### Work instructions
What is needed is an exact copy of all the entries.

### Raw data
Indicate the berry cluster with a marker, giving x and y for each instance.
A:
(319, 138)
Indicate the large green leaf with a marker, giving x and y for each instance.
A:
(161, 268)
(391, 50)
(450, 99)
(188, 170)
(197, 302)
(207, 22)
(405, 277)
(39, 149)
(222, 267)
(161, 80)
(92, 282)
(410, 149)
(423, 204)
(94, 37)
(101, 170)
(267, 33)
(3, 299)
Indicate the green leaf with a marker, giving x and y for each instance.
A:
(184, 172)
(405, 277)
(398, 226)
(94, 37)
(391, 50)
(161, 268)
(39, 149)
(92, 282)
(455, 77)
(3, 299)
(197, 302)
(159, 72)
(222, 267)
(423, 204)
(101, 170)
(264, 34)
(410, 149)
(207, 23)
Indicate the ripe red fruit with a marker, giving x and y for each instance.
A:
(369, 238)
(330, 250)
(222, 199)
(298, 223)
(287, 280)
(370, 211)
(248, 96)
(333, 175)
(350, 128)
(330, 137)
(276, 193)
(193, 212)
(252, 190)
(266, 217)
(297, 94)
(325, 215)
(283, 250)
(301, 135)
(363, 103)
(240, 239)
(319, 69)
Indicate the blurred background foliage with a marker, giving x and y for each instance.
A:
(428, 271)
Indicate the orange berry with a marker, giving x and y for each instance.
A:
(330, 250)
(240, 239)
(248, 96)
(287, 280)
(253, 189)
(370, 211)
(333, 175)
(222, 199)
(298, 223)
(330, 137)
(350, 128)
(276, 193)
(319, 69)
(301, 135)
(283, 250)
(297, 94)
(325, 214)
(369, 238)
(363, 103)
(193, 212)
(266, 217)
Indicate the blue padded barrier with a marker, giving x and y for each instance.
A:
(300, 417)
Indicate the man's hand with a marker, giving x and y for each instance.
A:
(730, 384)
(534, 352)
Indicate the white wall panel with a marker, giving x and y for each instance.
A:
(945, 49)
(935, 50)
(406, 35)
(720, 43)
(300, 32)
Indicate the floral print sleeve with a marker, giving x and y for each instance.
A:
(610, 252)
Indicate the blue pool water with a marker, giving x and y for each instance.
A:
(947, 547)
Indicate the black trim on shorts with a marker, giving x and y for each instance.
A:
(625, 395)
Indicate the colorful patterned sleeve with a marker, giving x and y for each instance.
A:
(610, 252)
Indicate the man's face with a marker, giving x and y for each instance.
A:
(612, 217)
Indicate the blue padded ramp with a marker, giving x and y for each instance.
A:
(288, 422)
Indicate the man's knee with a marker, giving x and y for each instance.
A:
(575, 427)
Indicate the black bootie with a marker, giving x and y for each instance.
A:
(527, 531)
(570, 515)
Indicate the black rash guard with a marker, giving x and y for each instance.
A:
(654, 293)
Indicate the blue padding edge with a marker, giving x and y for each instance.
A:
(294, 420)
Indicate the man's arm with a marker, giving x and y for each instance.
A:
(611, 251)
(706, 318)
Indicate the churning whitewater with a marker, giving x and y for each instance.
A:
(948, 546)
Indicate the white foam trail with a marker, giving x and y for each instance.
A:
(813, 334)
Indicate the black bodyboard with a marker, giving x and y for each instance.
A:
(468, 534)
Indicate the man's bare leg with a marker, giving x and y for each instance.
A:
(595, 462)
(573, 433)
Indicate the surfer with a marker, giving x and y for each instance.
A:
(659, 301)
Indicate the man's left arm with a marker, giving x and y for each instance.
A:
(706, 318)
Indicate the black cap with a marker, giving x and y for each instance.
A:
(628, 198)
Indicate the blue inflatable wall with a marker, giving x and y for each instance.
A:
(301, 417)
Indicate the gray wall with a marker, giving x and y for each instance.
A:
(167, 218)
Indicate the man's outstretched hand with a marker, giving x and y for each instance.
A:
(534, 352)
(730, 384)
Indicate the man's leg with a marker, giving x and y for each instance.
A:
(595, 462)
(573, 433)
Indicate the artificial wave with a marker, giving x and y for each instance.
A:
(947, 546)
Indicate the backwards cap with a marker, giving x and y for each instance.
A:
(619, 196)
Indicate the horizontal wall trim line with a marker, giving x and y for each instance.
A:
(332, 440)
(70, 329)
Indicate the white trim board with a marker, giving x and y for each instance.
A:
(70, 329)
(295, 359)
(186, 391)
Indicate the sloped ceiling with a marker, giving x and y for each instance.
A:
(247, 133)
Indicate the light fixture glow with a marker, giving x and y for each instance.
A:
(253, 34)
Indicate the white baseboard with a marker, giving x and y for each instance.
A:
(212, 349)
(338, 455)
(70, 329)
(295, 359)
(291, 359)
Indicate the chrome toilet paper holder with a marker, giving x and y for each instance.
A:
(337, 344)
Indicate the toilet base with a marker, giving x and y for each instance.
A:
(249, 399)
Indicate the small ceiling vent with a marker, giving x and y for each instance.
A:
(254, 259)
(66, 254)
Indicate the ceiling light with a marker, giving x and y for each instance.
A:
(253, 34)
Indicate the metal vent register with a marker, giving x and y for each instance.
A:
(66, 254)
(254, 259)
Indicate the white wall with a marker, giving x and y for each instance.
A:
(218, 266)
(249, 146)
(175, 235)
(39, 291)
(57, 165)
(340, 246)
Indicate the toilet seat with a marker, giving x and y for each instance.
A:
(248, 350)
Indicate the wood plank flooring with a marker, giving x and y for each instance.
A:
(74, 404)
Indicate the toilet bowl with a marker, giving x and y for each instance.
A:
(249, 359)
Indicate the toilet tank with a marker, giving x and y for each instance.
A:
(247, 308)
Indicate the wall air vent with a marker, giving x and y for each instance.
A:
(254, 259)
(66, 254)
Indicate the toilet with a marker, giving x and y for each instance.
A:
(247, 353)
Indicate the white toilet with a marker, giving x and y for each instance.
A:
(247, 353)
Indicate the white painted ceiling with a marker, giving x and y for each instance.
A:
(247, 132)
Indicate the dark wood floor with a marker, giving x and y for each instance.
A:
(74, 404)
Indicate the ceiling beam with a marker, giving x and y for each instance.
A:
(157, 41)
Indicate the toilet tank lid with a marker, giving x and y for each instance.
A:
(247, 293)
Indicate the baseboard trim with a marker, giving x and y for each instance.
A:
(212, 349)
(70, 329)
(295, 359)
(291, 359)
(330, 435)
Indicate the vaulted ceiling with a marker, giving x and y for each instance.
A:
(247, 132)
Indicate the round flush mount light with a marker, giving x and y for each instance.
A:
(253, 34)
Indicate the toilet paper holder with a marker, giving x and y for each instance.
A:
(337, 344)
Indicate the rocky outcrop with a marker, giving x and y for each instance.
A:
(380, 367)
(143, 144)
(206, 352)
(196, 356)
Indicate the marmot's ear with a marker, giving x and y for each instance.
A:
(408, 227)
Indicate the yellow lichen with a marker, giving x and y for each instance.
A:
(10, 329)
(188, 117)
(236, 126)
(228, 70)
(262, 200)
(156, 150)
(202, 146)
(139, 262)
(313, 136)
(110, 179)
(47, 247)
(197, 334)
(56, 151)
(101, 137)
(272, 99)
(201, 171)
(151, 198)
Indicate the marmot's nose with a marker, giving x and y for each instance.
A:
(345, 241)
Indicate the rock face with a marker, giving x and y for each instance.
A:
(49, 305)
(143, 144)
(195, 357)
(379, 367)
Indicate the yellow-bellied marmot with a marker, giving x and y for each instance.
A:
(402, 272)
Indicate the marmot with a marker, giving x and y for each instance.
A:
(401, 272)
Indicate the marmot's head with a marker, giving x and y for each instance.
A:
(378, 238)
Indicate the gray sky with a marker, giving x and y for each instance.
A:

### Result of this task
Indicate the berry cluster with a marker, giving x and y for each instance.
A:
(319, 138)
Indicate the large green leaf with a marker, giving x and y for each instance.
A:
(161, 268)
(391, 50)
(450, 99)
(188, 170)
(197, 302)
(207, 22)
(405, 277)
(39, 149)
(222, 267)
(161, 80)
(92, 282)
(410, 149)
(423, 204)
(94, 37)
(101, 170)
(267, 33)
(3, 299)
Indicate the green leaf with a marker, giving x and y for each instance.
A:
(184, 172)
(405, 277)
(398, 226)
(94, 37)
(391, 50)
(161, 268)
(39, 149)
(92, 282)
(455, 77)
(3, 299)
(197, 302)
(159, 72)
(222, 267)
(423, 204)
(101, 170)
(264, 34)
(410, 149)
(207, 23)
Indicate the ripe red fruit with a marker, giving x and y for each instance.
A:
(369, 238)
(330, 250)
(222, 199)
(298, 223)
(287, 280)
(370, 211)
(248, 96)
(333, 175)
(350, 128)
(330, 137)
(276, 193)
(193, 212)
(252, 190)
(266, 217)
(297, 94)
(325, 215)
(283, 250)
(301, 135)
(363, 103)
(240, 239)
(319, 69)
Indicate the blurred background foliage with a marker, giving x and y for each instance.
A:
(428, 271)
Indicate the orange berry with a marker, giving x and y for each instance.
A:
(330, 250)
(240, 239)
(248, 96)
(287, 280)
(253, 189)
(370, 211)
(333, 175)
(222, 199)
(298, 223)
(330, 137)
(350, 128)
(276, 193)
(319, 69)
(301, 135)
(283, 250)
(297, 94)
(325, 214)
(369, 238)
(363, 103)
(193, 212)
(266, 217)
Indicate the blue padded barrier with a marker, giving x and y for each instance.
A:
(300, 417)
Indicate the man's hand with a marker, giving x and y for each instance.
A:
(730, 384)
(534, 352)
Indicate the white wall panel with a marker, giving x and y for each instance.
A:
(945, 49)
(935, 50)
(406, 35)
(720, 43)
(300, 32)
Indicate the floral print sleeve with a marker, giving x and y for each instance.
A:
(610, 252)
Indicate the blue pool water with a marker, giving x and y for each instance.
A:
(947, 547)
Indicate the black trim on shorts with a marker, giving x and y for each instance.
A:
(625, 395)
Indicate the colorful patterned sleeve with a marker, giving x and y for each instance.
A:
(610, 252)
Indicate the man's face with a marker, giving x and y for each instance.
A:
(612, 217)
Indicate the blue padded ramp with a marker, giving x and y for each instance.
A:
(288, 422)
Indicate the man's knee with a marker, giving x and y for each instance.
A:
(575, 427)
Indicate the black bootie with a marker, giving x and y for each instance.
A:
(527, 531)
(570, 515)
Indicate the black rash guard with a marker, giving x and y for each instance.
A:
(654, 293)
Indicate the blue padding edge with a marker, giving x and y for each instance.
A:
(294, 420)
Indicate the man's arm with a marker, giving x and y for each instance.
A:
(611, 251)
(706, 318)
Indicate the churning whitewater with a marker, giving x and y for each instance.
A:
(948, 546)
Indicate the white foam trail with a marker, giving x and y for each instance.
A:
(813, 334)
Indicate the black bodyboard with a marker, giving x and y for each instance.
A:
(468, 534)
Indicate the man's bare leg with a marker, giving x and y for each instance.
A:
(595, 462)
(573, 433)
Indicate the surfer with a marker, giving x and y for each instance.
A:
(659, 301)
Indicate the man's left arm with a marker, giving x and y for each instance.
A:
(706, 318)
Indicate the black cap with a marker, giving x and y for each instance.
A:
(628, 198)
Indicate the blue inflatable wall with a marker, giving x and y for each instance.
A:
(301, 417)
Indicate the gray wall with a marker, giving x and y for each instance.
A:
(167, 218)
Indicate the man's outstretched hand with a marker, giving x and y for each instance.
A:
(534, 352)
(730, 384)
Indicate the man's leg with a marker, giving x and y for each instance.
A:
(595, 462)
(573, 433)
Indicate the artificial wave with a marker, giving x and y for each instance.
A:
(947, 546)
Indicate the backwards cap with a marker, giving x and y for each instance.
A:
(619, 196)
Indicate the horizontal wall trim line with a marker, giving x and y for each instance.
A:
(332, 440)
(70, 329)
Indicate the white trim board with a marker, giving x and y for each instance.
A:
(70, 329)
(295, 359)
(186, 391)
Indicate the sloped ceiling with a marker, giving x and y for each instance.
A:
(247, 133)
Indicate the light fixture glow with a marker, giving x and y for each instance.
A:
(253, 34)
Indicate the white baseboard with a marker, giving x and y for each instance.
A:
(212, 349)
(338, 455)
(70, 329)
(295, 359)
(291, 359)
Indicate the chrome toilet paper holder with a marker, giving x and y for each instance.
A:
(337, 344)
Indicate the toilet base with a marker, giving x and y for each instance.
A:
(249, 399)
Indicate the small ceiling vent with a marker, giving x and y for each instance.
A:
(254, 259)
(66, 254)
Indicate the ceiling light with a marker, giving x and y for each instance.
A:
(253, 34)
Indicate the metal vent register with a marker, giving x and y for each instance.
A:
(66, 254)
(254, 259)
Indicate the white wall with a marker, giving x and y for each instance.
A:
(218, 266)
(249, 146)
(175, 235)
(39, 291)
(57, 165)
(340, 246)
Indicate the toilet seat with a marker, giving x and y for each instance.
A:
(248, 350)
Indicate the wood plank flooring with a marker, giving x and y for each instance.
A:
(74, 404)
Indicate the toilet bowl with a marker, giving x and y for each instance.
A:
(249, 359)
Indicate the toilet tank with a marker, giving x and y for each instance.
A:
(247, 308)
Indicate the wall air vent with a marker, giving x and y for each instance.
A:
(254, 259)
(66, 254)
Indicate the toilet with a marker, giving x and y for each instance.
A:
(247, 353)
Indicate the white toilet with a marker, giving x and y for each instance.
A:
(247, 353)
Indicate the white painted ceiling with a marker, giving x and y for each instance.
A:
(247, 132)
Indicate the dark wood floor with a marker, giving x and y for each instance.
A:
(74, 404)
Indicate the ceiling beam with a marker, giving x and y for each instance.
A:
(157, 41)
Indicate the toilet tank lid with a marker, giving x and y for each instance.
A:
(247, 293)
Indicate the baseboard trim with a marker, giving x and y for each instance.
A:
(212, 349)
(70, 329)
(295, 359)
(291, 359)
(330, 435)
Indicate the vaulted ceiling with a marker, giving x and y for each instance.
A:
(247, 132)
Indicate the round flush mount light with a marker, giving x and y for each instance.
A:
(253, 34)
Indicate the toilet paper holder with a marker, giving x and y for each instance.
A:
(337, 344)
Indicate the rocky outcrop with a marker, giving x and y for each instance.
A:
(380, 367)
(143, 144)
(206, 352)
(196, 356)
Indicate the marmot's ear with a marker, giving x and y for each instance.
A:
(408, 227)
Indicate the yellow lichen with a marker, giving x and y for each instance.
A:
(10, 329)
(188, 117)
(236, 126)
(228, 70)
(262, 200)
(156, 150)
(202, 146)
(139, 262)
(313, 136)
(110, 179)
(47, 247)
(197, 334)
(56, 151)
(101, 137)
(272, 99)
(201, 171)
(151, 198)
Indicate the marmot's nose with a marker, giving x and y for each instance.
A:
(345, 241)
Indicate the rock face with a marker, giving x and y for each instance.
A:
(49, 305)
(143, 144)
(195, 357)
(379, 367)
Indicate the yellow-bellied marmot with a marker, giving x and y for each instance.
A:
(402, 272)
Indicate the marmot with a marker, giving x and y for each instance.
A:
(401, 272)
Indicate the marmot's head with a marker, giving x and y for each instance.
A:
(378, 238)
Indicate the gray sky with a marker, giving x and y for each instance.
A:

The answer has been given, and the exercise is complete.